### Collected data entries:
========

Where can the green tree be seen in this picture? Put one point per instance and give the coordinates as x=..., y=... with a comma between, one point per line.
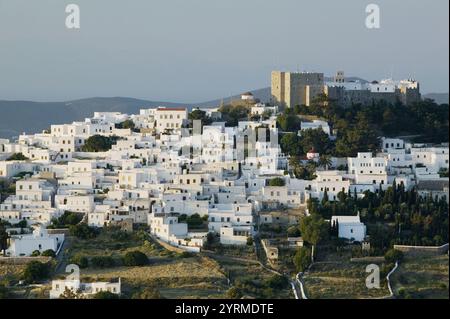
x=393, y=255
x=83, y=231
x=4, y=292
x=313, y=228
x=147, y=293
x=36, y=271
x=302, y=259
x=315, y=139
x=289, y=122
x=135, y=258
x=102, y=262
x=81, y=261
x=277, y=182
x=105, y=295
x=234, y=293
x=277, y=282
x=290, y=144
x=127, y=124
x=49, y=253
x=99, y=143
x=17, y=157
x=3, y=238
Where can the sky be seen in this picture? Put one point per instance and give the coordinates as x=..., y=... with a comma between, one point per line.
x=198, y=50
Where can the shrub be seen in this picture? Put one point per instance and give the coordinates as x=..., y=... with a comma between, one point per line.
x=302, y=259
x=102, y=262
x=293, y=231
x=234, y=293
x=49, y=253
x=36, y=271
x=105, y=295
x=186, y=254
x=277, y=282
x=393, y=255
x=135, y=258
x=277, y=182
x=83, y=231
x=17, y=157
x=35, y=253
x=147, y=293
x=81, y=261
x=99, y=143
x=4, y=293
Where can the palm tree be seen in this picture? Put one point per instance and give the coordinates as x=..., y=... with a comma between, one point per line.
x=325, y=161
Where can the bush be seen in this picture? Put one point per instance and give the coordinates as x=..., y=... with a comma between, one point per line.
x=293, y=231
x=49, y=253
x=277, y=282
x=36, y=271
x=81, y=261
x=4, y=293
x=393, y=255
x=83, y=231
x=105, y=295
x=22, y=224
x=102, y=262
x=302, y=259
x=147, y=293
x=277, y=182
x=35, y=253
x=186, y=254
x=99, y=143
x=135, y=258
x=66, y=219
x=17, y=157
x=234, y=293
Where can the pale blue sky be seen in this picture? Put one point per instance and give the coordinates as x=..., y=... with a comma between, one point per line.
x=197, y=50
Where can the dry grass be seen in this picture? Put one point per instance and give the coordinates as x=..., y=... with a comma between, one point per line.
x=186, y=268
x=422, y=278
x=341, y=281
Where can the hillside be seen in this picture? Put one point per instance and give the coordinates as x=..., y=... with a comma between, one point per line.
x=17, y=117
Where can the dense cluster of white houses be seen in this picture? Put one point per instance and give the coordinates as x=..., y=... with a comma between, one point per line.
x=159, y=171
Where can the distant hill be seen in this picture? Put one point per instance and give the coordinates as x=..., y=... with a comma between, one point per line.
x=440, y=98
x=17, y=117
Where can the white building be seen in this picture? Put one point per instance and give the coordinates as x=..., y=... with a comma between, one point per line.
x=85, y=290
x=349, y=227
x=40, y=240
x=315, y=125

========

Lay out all of the data above as a two-column CSV with the headers "text" and "answer", one row per entry. Put each field in double quotes, turn line breaks into spaces, and leave out the pictures.

### Solution for this task:
text,answer
"Where can the green tree be seen in this picture? Put one point per instance and give the coordinates as x=..., y=... with a comma between, one point per line.","x=393, y=255 x=83, y=231 x=4, y=292 x=313, y=228 x=147, y=293 x=36, y=271 x=302, y=259 x=315, y=139 x=289, y=122 x=135, y=258 x=102, y=262 x=81, y=261 x=277, y=182 x=105, y=295 x=234, y=293 x=277, y=282 x=290, y=144 x=127, y=124 x=49, y=253 x=99, y=143 x=17, y=157 x=3, y=238"
"Where can the sky be seen in this picture? Put one point per instance and give the coordinates as x=..., y=... with a comma between, one point per line.","x=198, y=50"
"Where can the shrub be seen in this picture? Put one point per instance and give the coordinates as x=..., y=... with a comma between, one point per line.","x=302, y=259 x=102, y=262 x=293, y=231 x=234, y=293 x=49, y=253 x=36, y=271 x=105, y=295 x=186, y=254 x=277, y=282 x=393, y=255 x=135, y=258 x=277, y=182 x=83, y=231 x=17, y=157 x=35, y=253 x=147, y=293 x=81, y=261 x=99, y=143 x=4, y=293"
"Where can the palm tree be seen in this picture? Put one point per instance and give the coordinates as x=..., y=... with a comma between, one point per line.","x=325, y=161"
"Where can the bush be seen in this picture? Put one point per instance and give the coordinates as x=..., y=... with a comma between, one point per line.","x=293, y=231 x=49, y=253 x=277, y=282 x=36, y=271 x=81, y=261 x=4, y=293 x=393, y=255 x=83, y=231 x=105, y=295 x=22, y=224 x=102, y=262 x=302, y=259 x=147, y=293 x=277, y=182 x=35, y=253 x=186, y=254 x=99, y=143 x=135, y=258 x=66, y=219 x=17, y=157 x=234, y=293"
"Where can the pale blue sky be seen in this picture? Put one point per instance and give the coordinates as x=..., y=... with a comma between, one point per line.","x=197, y=50"
"Where can the dry grass be seen in this picture? Put one point per instance and give the coordinates as x=..., y=... with a comma between, one point per line.","x=186, y=268 x=422, y=278 x=341, y=281"
"Where can the hillside be seen in this picture? Put one point per instance and give the coordinates as x=..., y=... with a comma between, one point per line.","x=17, y=117"
"Where can the dense cluster of white houses be seen in this picture? Put one point per instance and give the coordinates as x=..., y=... with a comma between, one point per line.","x=159, y=171"
"Where can the distant hill be seen in this picture? Put one point per instance and give the coordinates as x=..., y=... with a comma between, one point per line.","x=440, y=98 x=17, y=117"
"Where can the white building be seen in this picture? Put one point per instance and give the coordinates as x=..., y=... with a comma between, one point per line.","x=85, y=290 x=349, y=227 x=40, y=240 x=315, y=125"